• _Do this_: Your task is to copy the material exactly.

─── Exercise inputs

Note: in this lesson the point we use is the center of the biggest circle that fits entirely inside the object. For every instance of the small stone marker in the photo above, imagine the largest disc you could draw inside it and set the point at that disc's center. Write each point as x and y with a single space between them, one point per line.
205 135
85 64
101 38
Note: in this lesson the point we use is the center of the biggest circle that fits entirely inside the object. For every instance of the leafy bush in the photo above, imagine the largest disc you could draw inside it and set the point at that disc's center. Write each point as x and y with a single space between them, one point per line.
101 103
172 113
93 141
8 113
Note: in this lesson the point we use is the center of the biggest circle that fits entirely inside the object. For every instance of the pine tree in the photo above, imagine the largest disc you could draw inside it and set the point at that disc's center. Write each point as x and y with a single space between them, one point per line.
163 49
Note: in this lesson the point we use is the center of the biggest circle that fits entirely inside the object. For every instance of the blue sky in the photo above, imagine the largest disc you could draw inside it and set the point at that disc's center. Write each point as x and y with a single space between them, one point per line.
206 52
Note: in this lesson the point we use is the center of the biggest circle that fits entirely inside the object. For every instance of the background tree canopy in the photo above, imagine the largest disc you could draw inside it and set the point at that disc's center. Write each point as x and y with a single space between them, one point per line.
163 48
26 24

──────

• _Output of the task_:
Note: in this lesson the point we use is the center of the biggest circle that fits entirely inside the object. For every instance of the small stone marker in the photo above, imagine the largest disc you could draw inside it and set the point at that disc's center. Write each point as x and y with a single space between them, one point per line.
205 135
85 64
101 38
Note: in this lesson the point we use is the center of the biggest circle that fits entirely inside the object. For every instance of the leafy bush in the photo above, imagine the largest disc you could draw inside it and set the point at that disc's center. Write each point as x and y with a single space between them, one point per line.
101 103
172 113
93 141
8 113
Note: in this lesson the point we use is the center of the biggest circle that fits entirely inside the object. For every instance of the pine tree in the photo above, imagine the largest disc you could draw inside it and set the point at that disc's center. Write each point as x and y with a single space between them, one point per line.
163 49
Note: in this lesson the point we use is the center of the biggest circle that fits entirely inside the object. For every instance of the blue sky in the photo above, imagine the largest disc you could draw inside it and set the point at that disc's center. Write each point as x and y with a single space between them, one point per line.
206 52
Note: in this lesson the point we use is the center of the biggest circle that fits entirely inside the object. For every instance of the background tree canopy in the photo above, imagine the largest disc you could draw inside it and set the point at that disc's center. Write each point as x and y with a single space between them, one point per line.
163 48
26 24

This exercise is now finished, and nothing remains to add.